__Exercises__.
1. What does the text on fibromyalgia flares name as the most common cause of short-term fibro-flares?
2. In the text on fibromyalgia flares, copy the part starting with "Weather Changes: Coming" and going on through "with fewer setbacks.", replacing "barometric pressure" with "air pressure".
** Passage shown follows **
A fibromyalgia flare (or flare-up) is a temporary increase in the number and/or intensity of symptoms. Worsening pain and fatigue are generally the first two symptoms noticed in a fibro-flare. But other symptoms like poor sleep increased cognitive dysfunction, and digestive disturbances are often experienced as well. Sometimes these flares can last for a day or two, while others may continue for several weeks or even months.
So what causes these flares to happen? Glad you asked, and while you can’t mitigate the impact of all of these causes of discomfort, you will likely find comfort in and of itself in knowing where they are coming from.
Weather Changes: Coming in as the most common cause of short-term fibro-flares is changes in the weather. Whenever the barometric pressure changes and a new front passes through, many people with FM experience an increase in their symptoms – particularly in their pain level. Fortunately, these flares usually only last for a day or two.
Over-Working: Anytime you push yourself too hard physically with FM, you are in danger of a flare. However, on those days that you are feeling good, it is hard to not push yourself to get all the things accomplished that you have been missing out on. Sadly, overdoing, even when you feel good, will usually come back and bite you in the form of a fibro-flare. It’s better to increase your activity level gradually so that hopefully you’ll have more good days with fewer setbacks.
Stress: Stress has long been understood to have a negative impact on our lives, however, if you suffer from FM, stress and your flare-ups can quickly become a devastating duo. Stress can be a particularly insidious culprit when it comes to fibro-flare triggers because it often sneaks up on us.
Lack of Sleep: Getting sufficient, restful, and quality sleep is vital for every human being, however, when you are sick with a choleric disease like FM, getting your rest becomes that much more vital. Whenever that sleep is disrupted or there are changes to an individual’s normal sleep patterns, particularly over a period of time, a fibro-flare may not be far behind. It’s important to find a sleep routine that works for you and stick to it as closely as you can.
Temperature: Many people with FM find that they are extremely sensitive to cold or heat or both. Being exposed to those uncomfortable temperatures, even for relatively short periods of time, can sometimes trigger a flare.
** End of Passage shown **
** Records supplied follows **
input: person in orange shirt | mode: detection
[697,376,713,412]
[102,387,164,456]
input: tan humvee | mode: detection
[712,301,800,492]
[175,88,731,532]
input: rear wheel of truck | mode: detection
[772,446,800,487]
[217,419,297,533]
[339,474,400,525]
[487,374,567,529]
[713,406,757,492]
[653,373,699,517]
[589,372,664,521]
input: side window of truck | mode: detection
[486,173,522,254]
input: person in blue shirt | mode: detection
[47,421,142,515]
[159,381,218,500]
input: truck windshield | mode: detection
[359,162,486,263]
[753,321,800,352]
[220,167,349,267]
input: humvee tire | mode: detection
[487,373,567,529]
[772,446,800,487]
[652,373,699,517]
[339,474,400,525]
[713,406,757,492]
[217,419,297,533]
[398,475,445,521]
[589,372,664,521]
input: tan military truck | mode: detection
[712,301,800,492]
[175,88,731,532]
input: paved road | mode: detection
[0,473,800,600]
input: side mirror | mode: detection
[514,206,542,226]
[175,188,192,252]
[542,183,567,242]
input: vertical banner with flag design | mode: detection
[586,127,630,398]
** End of Records supplied **
** Records supplied follows **
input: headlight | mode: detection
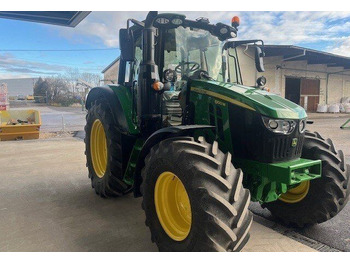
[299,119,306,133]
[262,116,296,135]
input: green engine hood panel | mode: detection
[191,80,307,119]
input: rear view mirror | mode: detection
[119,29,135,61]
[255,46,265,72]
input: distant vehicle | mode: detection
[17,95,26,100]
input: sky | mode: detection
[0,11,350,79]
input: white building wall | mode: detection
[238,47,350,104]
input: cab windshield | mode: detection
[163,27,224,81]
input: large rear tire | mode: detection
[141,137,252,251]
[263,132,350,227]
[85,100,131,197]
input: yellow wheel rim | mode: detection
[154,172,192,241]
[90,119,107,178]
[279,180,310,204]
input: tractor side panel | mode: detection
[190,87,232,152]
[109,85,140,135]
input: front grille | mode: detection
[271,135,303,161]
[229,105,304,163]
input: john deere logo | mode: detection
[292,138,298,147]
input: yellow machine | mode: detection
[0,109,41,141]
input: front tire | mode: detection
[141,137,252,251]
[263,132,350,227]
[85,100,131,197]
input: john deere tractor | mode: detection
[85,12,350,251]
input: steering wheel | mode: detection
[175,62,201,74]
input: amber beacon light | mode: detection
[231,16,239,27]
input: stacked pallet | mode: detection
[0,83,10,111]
** End of Records supplied **
** Records supplied follows **
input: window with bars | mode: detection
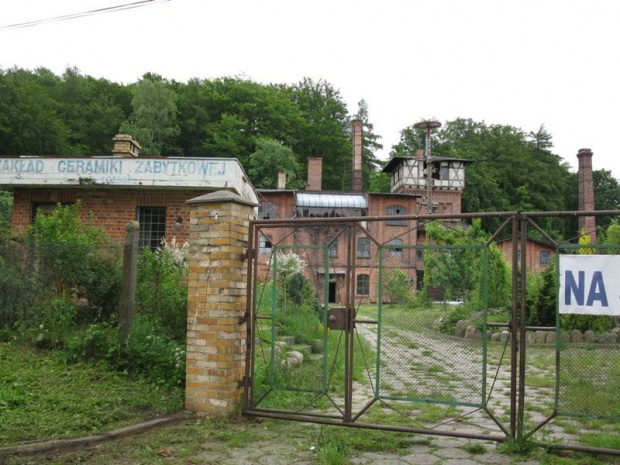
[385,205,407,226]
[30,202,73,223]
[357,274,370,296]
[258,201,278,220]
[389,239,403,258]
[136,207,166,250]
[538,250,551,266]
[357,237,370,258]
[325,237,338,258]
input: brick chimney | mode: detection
** End of Records supplied **
__Answers to the exercises__.
1. Changes in the weather.

2.
Weather Changes: Coming in as the most common cause of short-term fibro-flares is changes in the weather. Whenever the air pressure changes and a new front passes through, many people with FM experience an increase in their symptoms – particularly in their pain level. Fortunately, these flares usually only last for a day or two.
Over-Working: Anytime you push yourself too hard physically with FM, you are in danger of a flare. However, on those days that you are feeling good, it is hard to not push yourself to get all the things accomplished that you have been missing out on. Sadly, overdoing, even when you feel good, will usually come back and bite you in the form of a fibro-flare. It’s better to increase your activity level gradually so that hopefully you’ll have more good days with fewer setbacks.